Strip the pictures and reproduce the rest of the listing exactly.

++++

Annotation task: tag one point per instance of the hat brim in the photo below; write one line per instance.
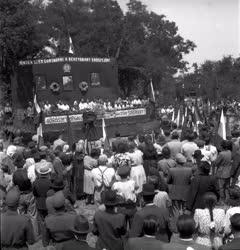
(82, 231)
(148, 193)
(44, 173)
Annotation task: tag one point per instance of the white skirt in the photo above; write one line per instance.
(88, 183)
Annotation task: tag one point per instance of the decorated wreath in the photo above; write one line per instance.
(55, 87)
(83, 86)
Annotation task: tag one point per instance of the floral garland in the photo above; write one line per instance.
(55, 87)
(83, 86)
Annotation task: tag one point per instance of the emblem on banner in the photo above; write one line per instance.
(66, 68)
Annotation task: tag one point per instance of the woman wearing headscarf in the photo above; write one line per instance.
(137, 171)
(78, 171)
(200, 184)
(210, 222)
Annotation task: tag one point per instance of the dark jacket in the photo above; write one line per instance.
(179, 244)
(58, 227)
(40, 189)
(76, 245)
(233, 245)
(224, 164)
(201, 184)
(180, 179)
(143, 243)
(163, 232)
(16, 230)
(109, 227)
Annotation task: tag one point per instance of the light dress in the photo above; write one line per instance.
(137, 171)
(203, 221)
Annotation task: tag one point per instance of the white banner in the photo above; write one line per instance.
(107, 115)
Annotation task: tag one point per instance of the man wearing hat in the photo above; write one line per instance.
(58, 226)
(40, 188)
(80, 232)
(163, 233)
(179, 179)
(16, 230)
(109, 225)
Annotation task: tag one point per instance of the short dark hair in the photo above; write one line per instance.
(175, 135)
(166, 153)
(150, 225)
(186, 226)
(117, 134)
(235, 222)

++++

▶ RESPONSE AREA:
Annotation task: tag one point per instance of the hat brim in the photo below; write one line per instance.
(82, 231)
(148, 193)
(44, 173)
Annotation task: tag one point per instance of the white skirt in the photo above; write one line per instance.
(88, 183)
Annotation task: tag one point per instance of the decorated wreath in the photo above; write one line per instance.
(55, 87)
(83, 86)
Annotation task: tag one point per instance of the floral garland in the photo above; write one line per instance.
(55, 87)
(83, 86)
Annotation task: tag one point per instance of the emblem on banner in the photo above; write one line per instance.
(66, 68)
Annotation task: tag one point per instance of the woman wearing headscarf in the photo above; write one line per instance.
(137, 171)
(78, 171)
(200, 184)
(210, 222)
Annotation task: tag one point per instance of the dark jacket in the photo above; write one line per instance.
(179, 244)
(58, 227)
(40, 189)
(76, 245)
(233, 245)
(224, 164)
(201, 184)
(180, 179)
(143, 243)
(163, 232)
(16, 230)
(109, 227)
Annotation task: tag one point per instance of the light dress in the photo above; write one line per instance.
(137, 171)
(203, 221)
Annotation task: tag one point per instance of the white banner in the photo above; write one line per instance.
(107, 115)
Annotation task: tag one point per instance of the man wearing hat in the photo above; write one line per instance.
(58, 226)
(40, 188)
(80, 232)
(163, 233)
(179, 179)
(16, 230)
(109, 225)
Annotation task: tag one point per instance of the short dark hair in the photo above; write one line per instance.
(175, 135)
(166, 153)
(150, 225)
(186, 226)
(117, 134)
(235, 222)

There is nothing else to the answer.